Problem
Count the lines below that contain the string "polygon" with matching case, and reply with only that number.

┌─ Supplied data

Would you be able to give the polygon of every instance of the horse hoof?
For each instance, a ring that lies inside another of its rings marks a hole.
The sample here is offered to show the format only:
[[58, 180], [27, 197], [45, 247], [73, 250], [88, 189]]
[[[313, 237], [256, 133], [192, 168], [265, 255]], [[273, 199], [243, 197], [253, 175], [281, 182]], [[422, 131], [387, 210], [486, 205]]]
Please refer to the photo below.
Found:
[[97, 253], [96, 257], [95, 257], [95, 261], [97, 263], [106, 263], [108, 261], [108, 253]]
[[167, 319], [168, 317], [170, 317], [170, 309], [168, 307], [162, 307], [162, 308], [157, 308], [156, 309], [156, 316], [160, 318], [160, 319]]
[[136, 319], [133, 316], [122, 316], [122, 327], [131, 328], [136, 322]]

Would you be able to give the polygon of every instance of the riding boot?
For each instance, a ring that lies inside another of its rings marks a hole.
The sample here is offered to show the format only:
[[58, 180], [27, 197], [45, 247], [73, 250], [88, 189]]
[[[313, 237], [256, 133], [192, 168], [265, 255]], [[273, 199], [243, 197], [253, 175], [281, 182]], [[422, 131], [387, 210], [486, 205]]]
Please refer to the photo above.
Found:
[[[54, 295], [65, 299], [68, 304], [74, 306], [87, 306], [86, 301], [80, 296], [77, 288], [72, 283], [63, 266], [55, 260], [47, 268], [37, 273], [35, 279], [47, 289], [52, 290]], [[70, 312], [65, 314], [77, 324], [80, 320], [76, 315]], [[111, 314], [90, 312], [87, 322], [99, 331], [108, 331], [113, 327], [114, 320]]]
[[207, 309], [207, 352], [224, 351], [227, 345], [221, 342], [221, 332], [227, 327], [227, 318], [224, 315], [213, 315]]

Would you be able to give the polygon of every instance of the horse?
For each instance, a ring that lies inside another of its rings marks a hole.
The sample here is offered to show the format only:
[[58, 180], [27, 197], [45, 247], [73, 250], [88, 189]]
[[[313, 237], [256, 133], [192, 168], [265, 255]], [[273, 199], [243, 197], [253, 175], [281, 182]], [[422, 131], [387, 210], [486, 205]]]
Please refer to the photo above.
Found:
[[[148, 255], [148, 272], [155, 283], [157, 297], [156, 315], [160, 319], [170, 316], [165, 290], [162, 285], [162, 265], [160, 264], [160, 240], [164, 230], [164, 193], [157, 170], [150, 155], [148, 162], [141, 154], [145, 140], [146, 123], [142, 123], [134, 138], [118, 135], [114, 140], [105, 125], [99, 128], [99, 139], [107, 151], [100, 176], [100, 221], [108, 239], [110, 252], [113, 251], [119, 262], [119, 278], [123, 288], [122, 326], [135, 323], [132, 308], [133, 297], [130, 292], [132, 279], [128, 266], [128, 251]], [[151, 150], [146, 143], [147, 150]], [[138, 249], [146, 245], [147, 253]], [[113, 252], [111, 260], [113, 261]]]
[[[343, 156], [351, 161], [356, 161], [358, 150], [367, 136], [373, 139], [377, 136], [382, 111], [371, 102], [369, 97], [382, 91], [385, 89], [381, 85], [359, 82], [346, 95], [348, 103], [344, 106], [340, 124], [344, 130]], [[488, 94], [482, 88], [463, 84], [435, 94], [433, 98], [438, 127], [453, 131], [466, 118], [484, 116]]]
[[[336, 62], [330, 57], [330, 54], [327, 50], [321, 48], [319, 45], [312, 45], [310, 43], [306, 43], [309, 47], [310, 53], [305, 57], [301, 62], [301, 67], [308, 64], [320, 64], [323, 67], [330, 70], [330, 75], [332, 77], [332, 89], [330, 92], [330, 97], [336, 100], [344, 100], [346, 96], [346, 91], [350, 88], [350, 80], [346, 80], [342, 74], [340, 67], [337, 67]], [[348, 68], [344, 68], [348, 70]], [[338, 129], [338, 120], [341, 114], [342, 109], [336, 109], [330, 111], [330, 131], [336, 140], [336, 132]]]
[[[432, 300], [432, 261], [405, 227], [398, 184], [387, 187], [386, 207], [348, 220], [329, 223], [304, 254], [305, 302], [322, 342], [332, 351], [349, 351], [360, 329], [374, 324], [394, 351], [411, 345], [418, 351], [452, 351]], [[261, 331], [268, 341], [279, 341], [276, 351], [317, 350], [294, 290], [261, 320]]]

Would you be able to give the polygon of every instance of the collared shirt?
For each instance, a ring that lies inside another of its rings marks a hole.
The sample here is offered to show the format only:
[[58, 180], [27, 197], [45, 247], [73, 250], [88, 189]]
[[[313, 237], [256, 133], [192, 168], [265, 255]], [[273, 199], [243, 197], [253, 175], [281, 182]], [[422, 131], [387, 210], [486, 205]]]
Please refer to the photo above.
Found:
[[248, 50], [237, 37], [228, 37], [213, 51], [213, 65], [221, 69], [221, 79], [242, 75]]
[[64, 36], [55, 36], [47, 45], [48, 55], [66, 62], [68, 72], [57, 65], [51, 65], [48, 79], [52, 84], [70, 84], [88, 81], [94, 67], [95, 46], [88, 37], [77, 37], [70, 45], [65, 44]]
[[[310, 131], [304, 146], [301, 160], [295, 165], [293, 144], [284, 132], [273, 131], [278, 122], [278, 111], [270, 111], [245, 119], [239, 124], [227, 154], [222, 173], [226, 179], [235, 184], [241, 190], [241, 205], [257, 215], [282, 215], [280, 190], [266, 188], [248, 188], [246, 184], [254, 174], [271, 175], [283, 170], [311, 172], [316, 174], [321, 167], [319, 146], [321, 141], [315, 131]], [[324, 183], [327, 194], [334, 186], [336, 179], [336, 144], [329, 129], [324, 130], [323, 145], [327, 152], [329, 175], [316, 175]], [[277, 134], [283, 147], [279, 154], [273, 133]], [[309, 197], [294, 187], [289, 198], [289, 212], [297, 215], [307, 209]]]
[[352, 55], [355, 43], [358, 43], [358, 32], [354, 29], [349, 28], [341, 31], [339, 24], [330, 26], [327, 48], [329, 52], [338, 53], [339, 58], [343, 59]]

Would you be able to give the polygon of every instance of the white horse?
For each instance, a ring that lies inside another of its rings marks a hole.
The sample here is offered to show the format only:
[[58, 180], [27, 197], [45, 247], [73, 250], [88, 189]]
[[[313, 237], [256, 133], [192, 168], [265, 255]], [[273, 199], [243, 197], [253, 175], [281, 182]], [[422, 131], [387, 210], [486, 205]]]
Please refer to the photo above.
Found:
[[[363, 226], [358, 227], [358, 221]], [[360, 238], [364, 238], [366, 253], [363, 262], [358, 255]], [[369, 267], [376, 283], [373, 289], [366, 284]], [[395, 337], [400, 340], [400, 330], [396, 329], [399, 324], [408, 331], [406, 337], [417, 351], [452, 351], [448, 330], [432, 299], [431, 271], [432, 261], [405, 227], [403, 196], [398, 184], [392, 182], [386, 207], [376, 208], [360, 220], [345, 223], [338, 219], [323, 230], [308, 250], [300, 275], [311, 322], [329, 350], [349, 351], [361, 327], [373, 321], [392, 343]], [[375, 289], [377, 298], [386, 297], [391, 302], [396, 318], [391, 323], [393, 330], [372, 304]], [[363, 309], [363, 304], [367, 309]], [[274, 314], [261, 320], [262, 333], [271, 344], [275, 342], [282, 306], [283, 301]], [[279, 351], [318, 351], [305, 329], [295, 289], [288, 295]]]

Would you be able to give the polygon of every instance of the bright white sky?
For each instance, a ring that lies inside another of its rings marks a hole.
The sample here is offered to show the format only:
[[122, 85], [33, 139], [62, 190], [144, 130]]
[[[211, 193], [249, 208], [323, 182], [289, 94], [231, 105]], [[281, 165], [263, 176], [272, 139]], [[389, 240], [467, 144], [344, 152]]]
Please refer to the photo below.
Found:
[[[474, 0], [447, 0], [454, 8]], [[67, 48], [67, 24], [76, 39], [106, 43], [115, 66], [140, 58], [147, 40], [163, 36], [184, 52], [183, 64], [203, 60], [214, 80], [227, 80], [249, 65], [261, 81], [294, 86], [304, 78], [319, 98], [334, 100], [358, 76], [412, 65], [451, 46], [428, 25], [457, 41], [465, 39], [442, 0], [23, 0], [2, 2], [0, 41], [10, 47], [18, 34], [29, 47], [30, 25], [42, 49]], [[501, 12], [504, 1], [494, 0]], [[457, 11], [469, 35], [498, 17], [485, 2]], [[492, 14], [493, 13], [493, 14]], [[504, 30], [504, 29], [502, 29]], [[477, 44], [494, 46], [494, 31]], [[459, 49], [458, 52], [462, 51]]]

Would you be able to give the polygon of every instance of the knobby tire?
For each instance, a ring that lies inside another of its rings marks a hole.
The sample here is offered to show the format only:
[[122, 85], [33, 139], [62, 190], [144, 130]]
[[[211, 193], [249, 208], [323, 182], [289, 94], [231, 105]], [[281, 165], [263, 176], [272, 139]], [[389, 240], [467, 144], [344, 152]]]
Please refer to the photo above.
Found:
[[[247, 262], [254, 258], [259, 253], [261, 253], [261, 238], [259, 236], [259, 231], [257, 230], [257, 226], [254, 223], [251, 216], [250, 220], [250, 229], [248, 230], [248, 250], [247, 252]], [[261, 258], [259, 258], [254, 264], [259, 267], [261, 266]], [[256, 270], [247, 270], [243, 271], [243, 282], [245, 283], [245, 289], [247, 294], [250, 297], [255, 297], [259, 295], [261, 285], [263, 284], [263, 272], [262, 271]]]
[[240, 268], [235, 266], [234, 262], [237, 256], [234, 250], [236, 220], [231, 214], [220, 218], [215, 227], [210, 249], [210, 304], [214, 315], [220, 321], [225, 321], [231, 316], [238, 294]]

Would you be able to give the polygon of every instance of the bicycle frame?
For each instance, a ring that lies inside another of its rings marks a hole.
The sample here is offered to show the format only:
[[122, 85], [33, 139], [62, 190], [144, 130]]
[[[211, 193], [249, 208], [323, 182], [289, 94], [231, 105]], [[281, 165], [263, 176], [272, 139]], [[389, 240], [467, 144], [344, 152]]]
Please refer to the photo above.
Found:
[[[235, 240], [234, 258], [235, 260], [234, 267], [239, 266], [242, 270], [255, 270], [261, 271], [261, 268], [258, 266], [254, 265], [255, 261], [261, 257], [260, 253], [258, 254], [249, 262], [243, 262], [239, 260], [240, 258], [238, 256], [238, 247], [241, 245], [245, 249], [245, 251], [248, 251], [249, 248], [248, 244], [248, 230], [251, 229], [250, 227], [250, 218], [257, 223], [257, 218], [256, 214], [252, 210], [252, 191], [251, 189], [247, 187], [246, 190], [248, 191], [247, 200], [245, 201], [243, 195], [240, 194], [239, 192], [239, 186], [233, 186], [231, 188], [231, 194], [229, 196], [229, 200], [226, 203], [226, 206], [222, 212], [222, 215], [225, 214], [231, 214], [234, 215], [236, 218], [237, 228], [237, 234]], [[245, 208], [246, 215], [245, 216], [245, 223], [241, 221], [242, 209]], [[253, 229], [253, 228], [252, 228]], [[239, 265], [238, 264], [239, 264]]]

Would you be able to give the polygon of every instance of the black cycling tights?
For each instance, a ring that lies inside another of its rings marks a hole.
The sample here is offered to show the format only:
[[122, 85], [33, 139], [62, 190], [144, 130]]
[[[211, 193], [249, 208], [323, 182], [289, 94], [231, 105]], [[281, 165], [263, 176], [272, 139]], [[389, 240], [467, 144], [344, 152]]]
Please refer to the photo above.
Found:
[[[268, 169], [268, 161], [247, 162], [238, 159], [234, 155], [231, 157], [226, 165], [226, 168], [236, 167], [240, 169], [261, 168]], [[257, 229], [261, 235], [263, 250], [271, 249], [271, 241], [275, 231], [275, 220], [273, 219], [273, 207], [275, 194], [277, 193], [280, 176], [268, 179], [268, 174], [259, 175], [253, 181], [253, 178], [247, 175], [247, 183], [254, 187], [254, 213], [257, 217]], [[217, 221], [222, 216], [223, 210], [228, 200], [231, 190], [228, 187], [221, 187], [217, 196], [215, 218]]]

└─

Reply to the exercise
9